What to produce →
Print each line of the records below verbatim, leaving out the pictures.

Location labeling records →
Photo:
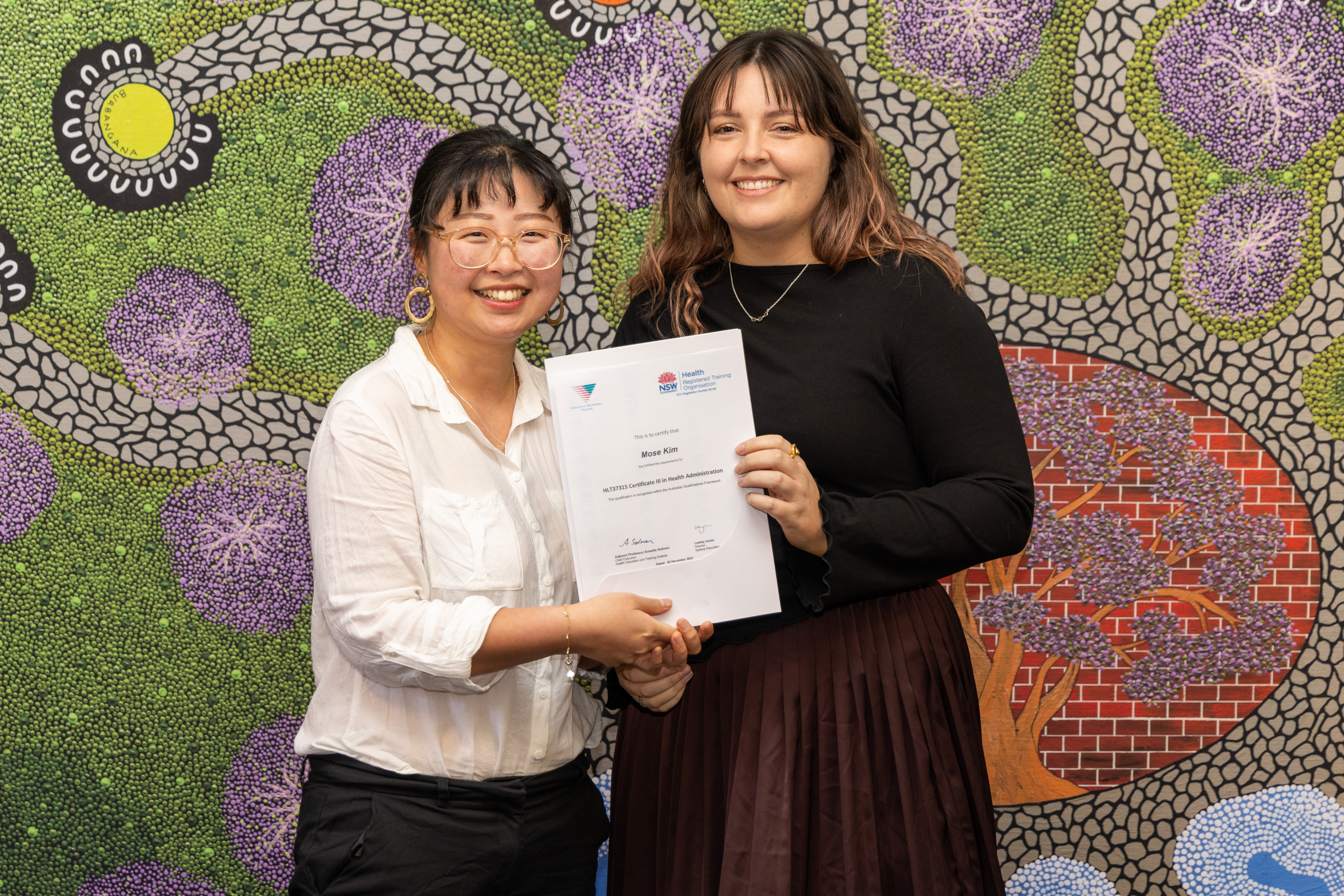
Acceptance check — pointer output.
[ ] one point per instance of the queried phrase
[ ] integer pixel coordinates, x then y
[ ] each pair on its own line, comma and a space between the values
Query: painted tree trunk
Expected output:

Response to this task →
Photo:
Acceptance check — pointer output.
[ ] one point per instance of the queried phrase
[ ] integer pixel coordinates, x then y
[ ] each pair on its own line, comma and a space between the values
Query: painted tree trunk
Expected output:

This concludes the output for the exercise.